▸ Task directions: Decide whether each statement agrees with the post on SCA personas and naming. Answer yes or no for each, and quote the exact words from the post that settle it: (a) every word in a registered Society name must fit period naming practices; (b) Duchess Tamsin spoke out against the writer's wafuku; (c) the writer still uses the punning Japanese nickname from the start.

[START Text provided]

Today, O Readers, She Who Sucks Least muses on the subject of persona and naming within the SCA. On one of the non-Japanese SCA lists I am on, someone recently posed the question of how one reconciles one's personal beliefs with the belief system one's persona would have subscribed to. The short version of that discussion pretty much boils down to either downplaying (or completely omitting) the religious aspect of one's persona within the confines of SCA play or incorporating it - as long as it is done with respectful intent. 

Nobody bats an eye at an American of northern European ancestry portraying a northern European medieval Christian, which is quite convenient for when I am being Jehanne. However, as an American of northern European ancestry etc., my portrayal of a Japanese becomes far more complicated. 

Again, the key, at least in my own mind, is respectful intent. I admit that when I am Saionji I work a lot harder at it. I worried when Duchess Tamsin (who is Japanese American) and I locked eyes across the road in Merchant's Row the first time she'd actually seen me in wafuku. She is a dear, classy lady who would have never said a word against it, but I still felt my gut knot and wondered "Oh, God, what does she think?" I feel it every time we have native Japanese visitors from the Barony of the Far West. (The good news is that I've had most reassuringly positive and complimentary reactions in all cases and appear to have managed not to offend anyone.) 

So, back to the "Hi, can I call myself 'Kitsune?'" people. Well, you can call yourself whatever you want, but should you? 

In the SCA, if you want to register a name, "every word in a Society name must be compatible with period naming practices." 

Regardless of the story you read or the anime you saw or the fact that you think wolves are admirable or ravens are cool, you have to stop and ask, did the medieval Japanese (or other culture/time period of your choice) name their children after these creatures? If not, WHY not? How did Japanese of the period perceive these animals 300 or more years before the founding of the Sierra Club? That's the criteria you should consider if you want to attempt a respectful portrayal of a Japanese in the SCA. (E.g., when the Shinsegumi were referred to as the Wolves of Mibu, it was most definitely not a compliment.) 

Trust someone who started out with a punning Japanese nickname that made all the martial artists think, "Are you SURE you want to call yourself that, hon?" (It served its purpose at the time, then when I was ready, I chose a better name.) 

Are you still sure you want that name? 

In our real, everyday lives we are saddled with the names our parents bestow upon us. While some people will go so far as to legally change the name they were born with because they never liked it, most of us live with what we were given, whether we like it or not.

[END Text provided]
[START Records provided]

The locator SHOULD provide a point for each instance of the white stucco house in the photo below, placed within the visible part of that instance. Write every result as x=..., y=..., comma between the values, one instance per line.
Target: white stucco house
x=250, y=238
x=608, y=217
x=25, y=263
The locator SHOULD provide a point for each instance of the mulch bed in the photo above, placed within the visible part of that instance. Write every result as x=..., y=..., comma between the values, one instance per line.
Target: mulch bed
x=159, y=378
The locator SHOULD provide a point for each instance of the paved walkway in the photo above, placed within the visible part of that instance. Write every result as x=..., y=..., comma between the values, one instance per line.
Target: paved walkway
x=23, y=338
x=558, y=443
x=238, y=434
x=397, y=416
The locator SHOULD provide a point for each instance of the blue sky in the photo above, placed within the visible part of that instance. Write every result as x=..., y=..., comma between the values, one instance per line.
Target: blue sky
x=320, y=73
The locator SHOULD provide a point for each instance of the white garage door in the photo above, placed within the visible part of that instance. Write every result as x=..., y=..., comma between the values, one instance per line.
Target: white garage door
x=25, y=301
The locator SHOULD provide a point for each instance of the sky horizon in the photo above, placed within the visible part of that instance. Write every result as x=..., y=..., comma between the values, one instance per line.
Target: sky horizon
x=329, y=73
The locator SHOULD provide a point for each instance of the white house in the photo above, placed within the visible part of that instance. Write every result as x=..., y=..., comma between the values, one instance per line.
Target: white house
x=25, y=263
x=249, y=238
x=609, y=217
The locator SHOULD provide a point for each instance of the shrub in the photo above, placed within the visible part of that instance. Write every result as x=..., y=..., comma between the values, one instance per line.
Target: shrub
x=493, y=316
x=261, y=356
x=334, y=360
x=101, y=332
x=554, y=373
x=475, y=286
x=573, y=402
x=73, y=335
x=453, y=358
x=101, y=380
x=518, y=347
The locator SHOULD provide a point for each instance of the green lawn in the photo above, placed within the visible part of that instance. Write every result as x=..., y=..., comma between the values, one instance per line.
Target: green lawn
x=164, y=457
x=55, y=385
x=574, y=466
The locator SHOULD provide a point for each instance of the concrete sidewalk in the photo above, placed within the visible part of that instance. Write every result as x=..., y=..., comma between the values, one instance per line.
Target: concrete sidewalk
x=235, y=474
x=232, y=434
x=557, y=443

[END Records provided]

▸ Task solution:
(a) Yes: "every word in a Society name must be compatible with period naming practices."
(b) No: "She is a dear, classy lady who would have never said a word against it"
(c) No: "then when I was ready, I chose a better name."